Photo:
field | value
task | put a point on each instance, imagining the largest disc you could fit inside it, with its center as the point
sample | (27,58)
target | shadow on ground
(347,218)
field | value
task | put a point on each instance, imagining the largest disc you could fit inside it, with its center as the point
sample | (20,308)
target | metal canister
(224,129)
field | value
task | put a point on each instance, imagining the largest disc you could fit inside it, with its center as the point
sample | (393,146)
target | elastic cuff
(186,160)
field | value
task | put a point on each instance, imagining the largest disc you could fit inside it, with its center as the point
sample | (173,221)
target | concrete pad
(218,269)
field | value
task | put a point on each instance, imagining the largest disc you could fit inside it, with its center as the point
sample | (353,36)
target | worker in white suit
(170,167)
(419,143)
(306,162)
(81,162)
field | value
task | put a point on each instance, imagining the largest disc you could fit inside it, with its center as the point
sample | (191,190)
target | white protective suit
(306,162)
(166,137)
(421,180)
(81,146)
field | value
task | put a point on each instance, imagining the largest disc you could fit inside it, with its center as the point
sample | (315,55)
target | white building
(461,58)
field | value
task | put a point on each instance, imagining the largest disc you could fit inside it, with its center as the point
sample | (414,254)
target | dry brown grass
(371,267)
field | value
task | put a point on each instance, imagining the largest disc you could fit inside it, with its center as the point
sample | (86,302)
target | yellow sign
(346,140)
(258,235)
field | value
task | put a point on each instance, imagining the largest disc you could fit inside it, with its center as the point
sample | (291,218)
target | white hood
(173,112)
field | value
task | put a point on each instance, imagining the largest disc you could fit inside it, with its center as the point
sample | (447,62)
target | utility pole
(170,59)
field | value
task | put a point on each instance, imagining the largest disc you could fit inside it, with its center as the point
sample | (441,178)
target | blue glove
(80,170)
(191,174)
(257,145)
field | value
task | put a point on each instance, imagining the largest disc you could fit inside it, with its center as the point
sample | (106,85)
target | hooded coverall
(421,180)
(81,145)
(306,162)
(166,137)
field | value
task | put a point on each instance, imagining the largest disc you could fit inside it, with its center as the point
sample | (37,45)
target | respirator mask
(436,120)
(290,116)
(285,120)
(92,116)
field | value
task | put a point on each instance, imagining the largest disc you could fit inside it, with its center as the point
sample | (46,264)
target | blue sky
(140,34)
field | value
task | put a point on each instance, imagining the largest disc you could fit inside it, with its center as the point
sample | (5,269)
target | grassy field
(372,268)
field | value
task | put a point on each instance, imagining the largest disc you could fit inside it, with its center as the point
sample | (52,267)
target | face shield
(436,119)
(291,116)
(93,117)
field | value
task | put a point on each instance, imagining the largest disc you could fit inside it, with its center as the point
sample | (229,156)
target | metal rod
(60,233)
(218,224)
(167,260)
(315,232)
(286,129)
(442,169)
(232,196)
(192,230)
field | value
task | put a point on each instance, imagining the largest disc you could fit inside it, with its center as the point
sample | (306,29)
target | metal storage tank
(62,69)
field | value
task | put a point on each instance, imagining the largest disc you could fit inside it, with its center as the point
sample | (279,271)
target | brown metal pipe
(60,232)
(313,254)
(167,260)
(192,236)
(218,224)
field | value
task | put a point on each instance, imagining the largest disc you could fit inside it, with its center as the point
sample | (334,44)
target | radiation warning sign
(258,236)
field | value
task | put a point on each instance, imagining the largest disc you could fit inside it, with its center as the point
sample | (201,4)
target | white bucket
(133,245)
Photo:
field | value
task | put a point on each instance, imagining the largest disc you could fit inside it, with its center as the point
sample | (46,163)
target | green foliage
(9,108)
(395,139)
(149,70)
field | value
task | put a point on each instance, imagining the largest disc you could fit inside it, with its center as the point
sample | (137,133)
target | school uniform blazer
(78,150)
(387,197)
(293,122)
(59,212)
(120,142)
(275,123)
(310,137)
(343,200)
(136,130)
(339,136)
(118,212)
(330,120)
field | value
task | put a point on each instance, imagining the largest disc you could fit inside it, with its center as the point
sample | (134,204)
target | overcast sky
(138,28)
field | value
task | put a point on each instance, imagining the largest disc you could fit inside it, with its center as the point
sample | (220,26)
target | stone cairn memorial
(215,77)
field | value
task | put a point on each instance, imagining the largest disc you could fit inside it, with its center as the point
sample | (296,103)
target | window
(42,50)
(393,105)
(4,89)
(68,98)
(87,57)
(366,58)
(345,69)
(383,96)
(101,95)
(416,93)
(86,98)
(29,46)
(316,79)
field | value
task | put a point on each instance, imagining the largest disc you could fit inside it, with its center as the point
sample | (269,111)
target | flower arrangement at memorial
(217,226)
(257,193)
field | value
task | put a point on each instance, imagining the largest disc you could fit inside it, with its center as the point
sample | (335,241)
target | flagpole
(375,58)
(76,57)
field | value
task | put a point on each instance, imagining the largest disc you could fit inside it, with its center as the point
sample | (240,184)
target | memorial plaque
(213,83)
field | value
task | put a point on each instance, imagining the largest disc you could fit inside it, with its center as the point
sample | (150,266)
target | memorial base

────────────────

Without omitting anything, output the entries exactly.

Photo:
field | value
task | put a point on each instance, imagining the largest disc you could fit inside it, with its center as the point
sample | (27,58)
target | shadow on ground
(347,218)
field | value
task | put a point on each instance, imagining the largest disc you could fit inside it, with its center as the point
sample | (20,308)
target | metal canister
(224,129)
field | value
task | put a point on each instance, imagining the largest disc you could fit inside it, with its center as the point
sample | (393,146)
target | elastic cuff
(186,160)
field | value
task | put a point on each instance, imagining the largest disc you could fit inside it, with its center as the point
sample | (173,221)
target | concrete pad
(218,269)
field | value
task | put a point on each instance, imagining the largest disc you could fit inside it, with its center as the point
sample | (353,36)
target | worker in white suit
(170,167)
(419,143)
(306,162)
(81,162)
field | value
task | put a point on each instance, imagining the largest disc you could fit inside it, with its center as the point
sample | (191,190)
target | white protective suit
(306,162)
(166,137)
(421,180)
(81,146)
field | value
task | put a point on each instance, imagining the largest disc you could fit inside it, with its center as the point
sample | (315,55)
target | white building
(461,58)
field | value
task | put a point on each instance, imagining the largest disc you could fit inside it, with its center as the point
sample | (414,254)
target | dry brown grass
(371,267)
field | value
task | put a point on each instance, imagining the largest disc you could fit inside it, with its center as the point
sample | (86,302)
target | yellow sign
(346,140)
(258,235)
field | value
task | put a point on each instance, imagining the largest disc you could fit inside it, with its center as the point
sample | (291,218)
target | white hood
(173,112)
field | value
task | put a point on each instance, imagining the largest disc you could fit inside it, with its center as the point
sample | (447,62)
target | utility pole
(170,59)
field | value
task | put a point on each instance, imagining the largest disc you could fit inside it, with its center as the point
sample | (441,178)
target | blue glove
(80,170)
(191,174)
(257,145)
field | value
task | put a point on each instance, imagining the largest disc you could fit inside it, with its center as the point
sample | (106,85)
target | hooded coverall
(421,180)
(81,145)
(306,162)
(166,137)
field | value
task | put a point on each instance, imagining the largest disc you could fit inside it, with its center as the point
sample | (37,45)
target | respirator mask
(436,120)
(290,116)
(285,120)
(92,116)
field | value
task | put a point on each instance, imagining the largest disc you could fit inside it, with its center as the point
sample | (46,264)
target | blue sky
(140,34)
field | value
task | put a point on each instance, imagining the largest disc you could fit inside it, with its center as the point
sample | (5,269)
target | grassy field
(372,268)
field | value
task | put a point on each instance, imagining the largest disc you could fit inside it, with its center as the point
sample | (52,267)
target | face shield
(436,119)
(291,116)
(93,117)
field | value
task | put a point on each instance, imagining the largest disc you could fit inside it, with its center as the point
sample | (229,156)
target | metal rod
(60,233)
(218,224)
(167,260)
(315,232)
(286,129)
(442,169)
(232,196)
(192,230)
field | value
task | put a point on each instance, imagining the largest disc you could fit inside it, with its center as the point
sample | (306,29)
target | metal storage tank
(62,69)
field | value
task | put a point on each instance, imagining the largest disc you could fit inside it, with its center as the point
sample | (279,271)
target | brown metal pipe
(60,232)
(313,254)
(167,260)
(192,236)
(218,224)
field | value
task | put a point on each instance, imagining the largest disc you could fit inside it, with its center as the point
sample | (334,44)
target | radiation warning sign
(258,236)
field | value
task | put a point on each instance, imagining the largest disc you could fit inside it, with its center as the point
sample | (201,4)
target | white bucket
(133,245)
Photo:
field | value
task | put a point on each instance, imagining the largest disc you could fit inside it, with its center as the point
sample | (46,163)
target | green foliage
(9,108)
(395,139)
(149,70)
field | value
task | put a point on each instance, imagining the largest disc you could fit inside it, with its center as the point
sample | (137,133)
target | school uniform blazer
(78,150)
(387,197)
(293,122)
(59,212)
(120,142)
(275,123)
(310,137)
(343,200)
(136,130)
(339,136)
(118,212)
(330,120)
field | value
task | put a point on each instance, imagining the largest disc you could fit inside it, with its center as the point
sample | (134,204)
target | overcast sky
(138,28)
field | value
task | put a point on each instance, imagining the largest disc you could fit inside it, with its center as the point
sample | (220,26)
target | stone cairn memorial
(215,77)
field | value
task | put a point on each instance, imagining the largest disc you could fit inside it, with its center as the point
sample | (296,103)
target | window
(42,50)
(393,105)
(4,89)
(68,98)
(87,57)
(366,58)
(345,69)
(383,96)
(101,95)
(416,93)
(86,98)
(29,46)
(316,79)
field | value
task | put a point on each instance, imagining the largest disc you could fit inside it, with its center as the point
sample | (269,111)
target | flower arrangement at memorial
(217,226)
(257,193)
field | value
task | put a point on each instance, imagining the largest disc you could fit inside it, with its center as the point
sample | (335,241)
target | flagpole
(375,58)
(76,57)
field | value
task | put a point on each instance, imagining the largest disc you could fit inside it, with its center as the point
sample | (240,184)
target | memorial plaque
(213,83)
field | value
task | put a point on each instance, imagining the largest disc you could fit inside it, with its center as the point
sample | (150,266)
target | memorial base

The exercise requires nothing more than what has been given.